> [How to complete this task]
Retype the entries below word for word, leaving none out.

> [Entries shown]
───
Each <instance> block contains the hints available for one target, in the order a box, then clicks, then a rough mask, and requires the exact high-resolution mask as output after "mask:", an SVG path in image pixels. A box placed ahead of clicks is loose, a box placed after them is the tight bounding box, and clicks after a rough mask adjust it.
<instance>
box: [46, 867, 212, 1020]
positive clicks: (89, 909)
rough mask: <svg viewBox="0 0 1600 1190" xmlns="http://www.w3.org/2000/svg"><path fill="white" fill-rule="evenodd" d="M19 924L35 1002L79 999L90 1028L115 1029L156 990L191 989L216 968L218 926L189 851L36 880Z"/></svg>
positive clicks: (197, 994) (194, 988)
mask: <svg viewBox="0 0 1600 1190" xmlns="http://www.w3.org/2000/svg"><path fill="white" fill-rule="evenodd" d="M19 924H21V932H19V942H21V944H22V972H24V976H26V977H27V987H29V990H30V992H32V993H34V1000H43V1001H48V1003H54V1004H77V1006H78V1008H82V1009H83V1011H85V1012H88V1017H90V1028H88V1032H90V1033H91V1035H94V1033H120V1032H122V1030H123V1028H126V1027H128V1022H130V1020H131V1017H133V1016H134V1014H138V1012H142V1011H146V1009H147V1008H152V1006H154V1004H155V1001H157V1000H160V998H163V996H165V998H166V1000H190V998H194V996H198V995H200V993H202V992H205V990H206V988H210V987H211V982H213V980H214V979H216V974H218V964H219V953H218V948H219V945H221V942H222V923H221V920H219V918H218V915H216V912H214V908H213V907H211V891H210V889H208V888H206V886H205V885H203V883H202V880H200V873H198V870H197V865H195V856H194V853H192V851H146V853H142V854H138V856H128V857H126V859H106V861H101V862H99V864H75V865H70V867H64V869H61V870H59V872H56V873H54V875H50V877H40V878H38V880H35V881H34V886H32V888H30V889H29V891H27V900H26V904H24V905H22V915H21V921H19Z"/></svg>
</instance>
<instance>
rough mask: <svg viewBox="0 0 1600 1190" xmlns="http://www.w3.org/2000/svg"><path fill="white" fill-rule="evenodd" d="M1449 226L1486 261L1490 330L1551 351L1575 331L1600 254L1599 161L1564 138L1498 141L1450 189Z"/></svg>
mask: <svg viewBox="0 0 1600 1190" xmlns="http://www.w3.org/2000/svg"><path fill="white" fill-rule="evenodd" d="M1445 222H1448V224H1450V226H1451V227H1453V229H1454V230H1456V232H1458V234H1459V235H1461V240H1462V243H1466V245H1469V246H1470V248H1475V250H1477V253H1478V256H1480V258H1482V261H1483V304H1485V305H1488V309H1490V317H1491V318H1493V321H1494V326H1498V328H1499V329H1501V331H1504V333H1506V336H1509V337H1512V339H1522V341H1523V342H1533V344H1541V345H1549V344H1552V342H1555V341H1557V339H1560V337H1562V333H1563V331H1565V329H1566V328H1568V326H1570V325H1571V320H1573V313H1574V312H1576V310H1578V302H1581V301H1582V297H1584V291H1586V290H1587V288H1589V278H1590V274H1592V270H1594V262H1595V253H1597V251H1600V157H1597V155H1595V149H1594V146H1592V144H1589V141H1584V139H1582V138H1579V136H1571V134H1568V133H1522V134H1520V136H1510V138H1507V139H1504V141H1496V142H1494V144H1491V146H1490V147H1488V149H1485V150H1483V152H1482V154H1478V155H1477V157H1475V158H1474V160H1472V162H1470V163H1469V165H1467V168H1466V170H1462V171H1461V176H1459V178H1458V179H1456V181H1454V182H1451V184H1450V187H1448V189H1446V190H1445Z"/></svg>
───
> [Your response]
Each <instance> block contains the hints available for one target, in the order a box, then clicks, then a rough mask, and requires the exact high-resolution mask as output after "mask:", an SVG path in image pixels. A box placed ahead of clicks is loose, a box placed after them is the tight bounding box, and clicks after a rough mask adjust it.
<instance>
box: [46, 867, 212, 1020]
positive clicks: (89, 909)
rough mask: <svg viewBox="0 0 1600 1190" xmlns="http://www.w3.org/2000/svg"><path fill="white" fill-rule="evenodd" d="M19 924L35 1002L79 999L90 1028L115 1029L156 990L191 989L216 968L218 926L189 851L36 880Z"/></svg>
positive clicks: (197, 994) (194, 988)
mask: <svg viewBox="0 0 1600 1190" xmlns="http://www.w3.org/2000/svg"><path fill="white" fill-rule="evenodd" d="M19 924H21V932H19V942H21V944H22V972H24V976H26V977H27V987H29V990H30V992H32V993H34V1000H43V1001H48V1003H54V1004H77V1006H78V1008H82V1009H83V1011H85V1012H88V1017H90V1028H88V1032H90V1033H91V1035H94V1033H120V1032H122V1030H123V1028H126V1027H128V1022H130V1020H131V1017H133V1016H134V1014H138V1012H142V1011H146V1009H147V1008H152V1006H154V1004H155V1001H157V1000H160V998H163V996H165V998H166V1000H190V998H194V996H198V995H200V993H202V992H205V990H206V988H210V987H211V982H213V980H214V979H216V974H218V964H219V953H218V948H219V945H221V942H222V923H221V920H219V918H218V915H216V912H214V908H213V907H211V891H210V889H208V888H206V886H205V885H203V883H202V880H200V873H198V870H197V865H195V856H194V853H192V851H146V853H142V854H138V856H128V857H126V859H106V861H101V862H99V864H75V865H70V867H64V869H61V870H59V872H56V873H54V875H50V877H40V878H38V880H35V881H34V886H32V888H30V889H29V891H27V900H26V904H24V905H22V915H21V921H19Z"/></svg>
</instance>
<instance>
rough mask: <svg viewBox="0 0 1600 1190" xmlns="http://www.w3.org/2000/svg"><path fill="white" fill-rule="evenodd" d="M1449 226L1486 261L1490 330L1551 351L1575 331L1600 254L1599 161L1564 138L1498 141L1450 189Z"/></svg>
mask: <svg viewBox="0 0 1600 1190" xmlns="http://www.w3.org/2000/svg"><path fill="white" fill-rule="evenodd" d="M1445 222H1448V224H1450V226H1451V227H1453V229H1454V230H1456V232H1458V234H1459V235H1461V240H1462V243H1466V245H1469V246H1470V248H1475V250H1477V253H1478V256H1480V258H1482V261H1483V304H1485V305H1488V309H1490V317H1491V318H1493V321H1494V326H1498V328H1499V329H1501V331H1504V333H1506V336H1509V337H1512V339H1522V341H1523V342H1533V344H1541V345H1549V344H1552V342H1555V341H1557V339H1560V337H1562V333H1563V331H1565V329H1566V328H1568V326H1570V325H1571V320H1573V313H1574V312H1576V310H1578V302H1581V301H1582V297H1584V291H1586V290H1587V288H1589V278H1590V274H1592V270H1594V262H1595V253H1597V251H1600V157H1597V155H1595V149H1594V146H1592V144H1589V141H1584V139H1582V138H1579V136H1571V134H1568V133H1522V134H1520V136H1510V138H1507V139H1504V141H1496V142H1494V144H1491V146H1490V147H1488V149H1485V150H1483V152H1482V154H1478V155H1477V157H1475V158H1474V160H1472V162H1470V163H1469V165H1467V168H1466V170H1462V171H1461V176H1459V178H1458V179H1456V181H1454V182H1451V184H1450V187H1448V189H1446V190H1445Z"/></svg>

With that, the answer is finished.